— Start Material provided —

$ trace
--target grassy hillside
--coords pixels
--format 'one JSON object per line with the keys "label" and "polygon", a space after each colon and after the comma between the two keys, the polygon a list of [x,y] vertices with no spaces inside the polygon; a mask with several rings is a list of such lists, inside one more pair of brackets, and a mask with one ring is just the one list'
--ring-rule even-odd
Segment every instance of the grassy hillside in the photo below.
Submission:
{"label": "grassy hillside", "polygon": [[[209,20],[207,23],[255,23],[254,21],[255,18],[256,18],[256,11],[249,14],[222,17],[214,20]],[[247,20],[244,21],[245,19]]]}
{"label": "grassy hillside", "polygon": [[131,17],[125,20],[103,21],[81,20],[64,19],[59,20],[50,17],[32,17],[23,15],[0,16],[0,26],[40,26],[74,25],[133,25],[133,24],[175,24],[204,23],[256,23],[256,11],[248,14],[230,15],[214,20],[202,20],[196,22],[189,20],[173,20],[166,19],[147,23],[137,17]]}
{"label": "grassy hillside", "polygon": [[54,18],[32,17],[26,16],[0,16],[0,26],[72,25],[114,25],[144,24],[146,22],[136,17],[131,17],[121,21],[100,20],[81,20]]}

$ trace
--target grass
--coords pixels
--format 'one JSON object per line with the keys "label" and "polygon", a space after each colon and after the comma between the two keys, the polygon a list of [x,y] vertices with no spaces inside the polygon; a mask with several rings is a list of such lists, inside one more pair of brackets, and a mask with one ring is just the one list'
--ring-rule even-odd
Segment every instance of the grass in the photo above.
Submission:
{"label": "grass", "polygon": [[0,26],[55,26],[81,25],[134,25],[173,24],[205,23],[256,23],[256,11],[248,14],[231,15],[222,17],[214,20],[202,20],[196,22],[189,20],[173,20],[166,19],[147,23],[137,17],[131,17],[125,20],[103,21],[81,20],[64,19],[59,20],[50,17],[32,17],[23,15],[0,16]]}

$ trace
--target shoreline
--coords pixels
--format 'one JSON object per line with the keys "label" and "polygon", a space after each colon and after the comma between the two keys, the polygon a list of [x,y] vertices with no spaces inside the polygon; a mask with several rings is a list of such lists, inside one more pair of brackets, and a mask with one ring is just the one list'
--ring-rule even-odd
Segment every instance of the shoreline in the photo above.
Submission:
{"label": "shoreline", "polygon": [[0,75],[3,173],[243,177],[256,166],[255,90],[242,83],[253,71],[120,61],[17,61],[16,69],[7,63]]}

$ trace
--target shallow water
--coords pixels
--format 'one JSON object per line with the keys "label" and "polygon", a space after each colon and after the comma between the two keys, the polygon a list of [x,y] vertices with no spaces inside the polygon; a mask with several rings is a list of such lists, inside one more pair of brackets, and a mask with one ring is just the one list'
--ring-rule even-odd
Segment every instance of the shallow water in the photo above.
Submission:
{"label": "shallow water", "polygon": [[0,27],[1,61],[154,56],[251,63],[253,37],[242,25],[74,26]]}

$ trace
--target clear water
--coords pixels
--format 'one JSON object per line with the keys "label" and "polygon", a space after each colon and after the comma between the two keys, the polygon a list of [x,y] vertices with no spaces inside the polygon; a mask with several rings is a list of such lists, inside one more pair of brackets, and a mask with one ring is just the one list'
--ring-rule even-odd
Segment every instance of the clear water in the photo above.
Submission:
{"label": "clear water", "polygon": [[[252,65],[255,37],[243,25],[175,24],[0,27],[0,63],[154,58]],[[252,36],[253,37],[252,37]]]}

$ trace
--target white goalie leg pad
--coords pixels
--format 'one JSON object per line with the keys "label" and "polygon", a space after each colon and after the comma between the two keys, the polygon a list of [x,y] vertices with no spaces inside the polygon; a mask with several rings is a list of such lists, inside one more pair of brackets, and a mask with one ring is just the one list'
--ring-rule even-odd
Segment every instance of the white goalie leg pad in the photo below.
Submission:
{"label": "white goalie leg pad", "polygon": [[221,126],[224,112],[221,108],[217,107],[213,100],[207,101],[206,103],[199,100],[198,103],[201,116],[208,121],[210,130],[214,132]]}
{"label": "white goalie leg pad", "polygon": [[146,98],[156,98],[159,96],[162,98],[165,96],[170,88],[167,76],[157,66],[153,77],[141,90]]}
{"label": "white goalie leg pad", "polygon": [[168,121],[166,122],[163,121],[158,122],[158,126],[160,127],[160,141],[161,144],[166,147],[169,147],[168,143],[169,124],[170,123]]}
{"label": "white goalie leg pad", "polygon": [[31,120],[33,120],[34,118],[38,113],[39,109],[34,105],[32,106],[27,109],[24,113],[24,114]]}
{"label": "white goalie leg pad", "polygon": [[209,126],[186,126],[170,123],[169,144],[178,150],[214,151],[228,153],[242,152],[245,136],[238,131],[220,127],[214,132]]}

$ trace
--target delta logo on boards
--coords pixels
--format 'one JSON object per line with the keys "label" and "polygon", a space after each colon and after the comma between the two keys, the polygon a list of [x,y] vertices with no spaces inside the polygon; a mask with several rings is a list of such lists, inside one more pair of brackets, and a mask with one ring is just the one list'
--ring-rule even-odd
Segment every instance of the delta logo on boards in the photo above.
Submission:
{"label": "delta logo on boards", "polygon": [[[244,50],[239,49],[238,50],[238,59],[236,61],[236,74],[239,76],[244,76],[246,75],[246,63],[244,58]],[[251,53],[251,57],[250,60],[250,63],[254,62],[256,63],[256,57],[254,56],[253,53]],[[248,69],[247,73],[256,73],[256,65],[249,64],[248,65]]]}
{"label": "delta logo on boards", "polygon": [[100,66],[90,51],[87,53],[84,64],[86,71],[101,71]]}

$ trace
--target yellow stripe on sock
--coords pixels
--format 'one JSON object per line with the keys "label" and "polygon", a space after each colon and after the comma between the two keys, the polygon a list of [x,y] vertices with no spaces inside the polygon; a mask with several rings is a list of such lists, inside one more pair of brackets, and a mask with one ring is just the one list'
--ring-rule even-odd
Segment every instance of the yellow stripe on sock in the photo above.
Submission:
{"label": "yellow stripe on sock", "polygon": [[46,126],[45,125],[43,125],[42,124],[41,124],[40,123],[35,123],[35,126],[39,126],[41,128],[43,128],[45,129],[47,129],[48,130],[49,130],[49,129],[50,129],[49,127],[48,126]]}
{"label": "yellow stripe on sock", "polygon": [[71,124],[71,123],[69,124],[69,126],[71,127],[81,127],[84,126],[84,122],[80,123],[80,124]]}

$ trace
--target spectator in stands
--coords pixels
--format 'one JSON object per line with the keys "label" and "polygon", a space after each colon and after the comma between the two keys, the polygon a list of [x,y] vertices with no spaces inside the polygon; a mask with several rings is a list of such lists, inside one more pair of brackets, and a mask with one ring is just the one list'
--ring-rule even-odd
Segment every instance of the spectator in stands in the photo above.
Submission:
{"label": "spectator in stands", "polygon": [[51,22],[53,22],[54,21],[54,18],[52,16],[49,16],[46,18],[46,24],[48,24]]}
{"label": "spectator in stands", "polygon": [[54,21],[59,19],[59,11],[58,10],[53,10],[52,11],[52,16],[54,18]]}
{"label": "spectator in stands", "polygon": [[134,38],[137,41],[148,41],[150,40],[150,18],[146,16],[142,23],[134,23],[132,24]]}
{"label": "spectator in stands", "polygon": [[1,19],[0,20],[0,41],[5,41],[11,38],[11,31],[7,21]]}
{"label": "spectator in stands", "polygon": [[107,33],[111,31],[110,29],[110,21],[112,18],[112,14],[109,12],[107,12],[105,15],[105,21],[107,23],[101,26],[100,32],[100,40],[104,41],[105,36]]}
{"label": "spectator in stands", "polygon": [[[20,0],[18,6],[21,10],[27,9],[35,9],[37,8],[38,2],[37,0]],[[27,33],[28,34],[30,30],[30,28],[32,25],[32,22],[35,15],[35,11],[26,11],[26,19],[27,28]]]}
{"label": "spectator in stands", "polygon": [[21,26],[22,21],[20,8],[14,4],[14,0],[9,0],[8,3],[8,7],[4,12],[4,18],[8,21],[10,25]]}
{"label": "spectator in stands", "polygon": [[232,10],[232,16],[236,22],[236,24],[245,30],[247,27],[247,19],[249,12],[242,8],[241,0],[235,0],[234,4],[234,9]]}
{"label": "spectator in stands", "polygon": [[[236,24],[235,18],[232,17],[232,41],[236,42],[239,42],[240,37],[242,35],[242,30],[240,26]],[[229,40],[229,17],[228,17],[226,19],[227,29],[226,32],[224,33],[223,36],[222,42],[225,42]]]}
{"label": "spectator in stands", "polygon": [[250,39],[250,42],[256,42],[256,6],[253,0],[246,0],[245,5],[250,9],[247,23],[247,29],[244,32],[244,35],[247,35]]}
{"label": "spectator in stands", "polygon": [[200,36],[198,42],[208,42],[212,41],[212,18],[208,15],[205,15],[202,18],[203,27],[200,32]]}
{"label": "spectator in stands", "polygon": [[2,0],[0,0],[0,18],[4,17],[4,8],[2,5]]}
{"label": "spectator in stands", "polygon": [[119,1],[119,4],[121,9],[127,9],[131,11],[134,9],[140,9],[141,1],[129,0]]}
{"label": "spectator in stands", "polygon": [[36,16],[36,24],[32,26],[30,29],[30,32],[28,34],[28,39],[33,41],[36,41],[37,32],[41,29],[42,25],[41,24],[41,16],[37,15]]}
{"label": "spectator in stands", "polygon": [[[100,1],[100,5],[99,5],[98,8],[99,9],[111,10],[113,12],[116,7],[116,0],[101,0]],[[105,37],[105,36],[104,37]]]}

— End Material provided —

Pull out each line of the records that contains the string "goalie", treating uppercase and lowercase as different.

▶ Solution to this exercise
--target white goalie leg pad
Segment every instance of the white goalie leg pad in the photo below.
{"label": "white goalie leg pad", "polygon": [[221,126],[224,112],[221,108],[217,107],[213,100],[207,101],[206,103],[199,100],[198,103],[201,116],[208,121],[210,130],[214,132]]}
{"label": "white goalie leg pad", "polygon": [[146,98],[156,98],[159,96],[162,98],[165,96],[170,88],[167,76],[157,66],[153,77],[141,90]]}
{"label": "white goalie leg pad", "polygon": [[168,121],[166,122],[163,121],[158,122],[158,126],[160,127],[160,141],[161,144],[166,147],[169,147],[168,143],[169,124],[170,123]]}
{"label": "white goalie leg pad", "polygon": [[31,120],[33,120],[34,118],[38,113],[39,109],[34,105],[32,106],[27,109],[24,113],[24,114]]}
{"label": "white goalie leg pad", "polygon": [[209,126],[186,126],[170,123],[169,144],[178,150],[214,151],[228,153],[242,152],[245,136],[238,131],[220,127],[214,132]]}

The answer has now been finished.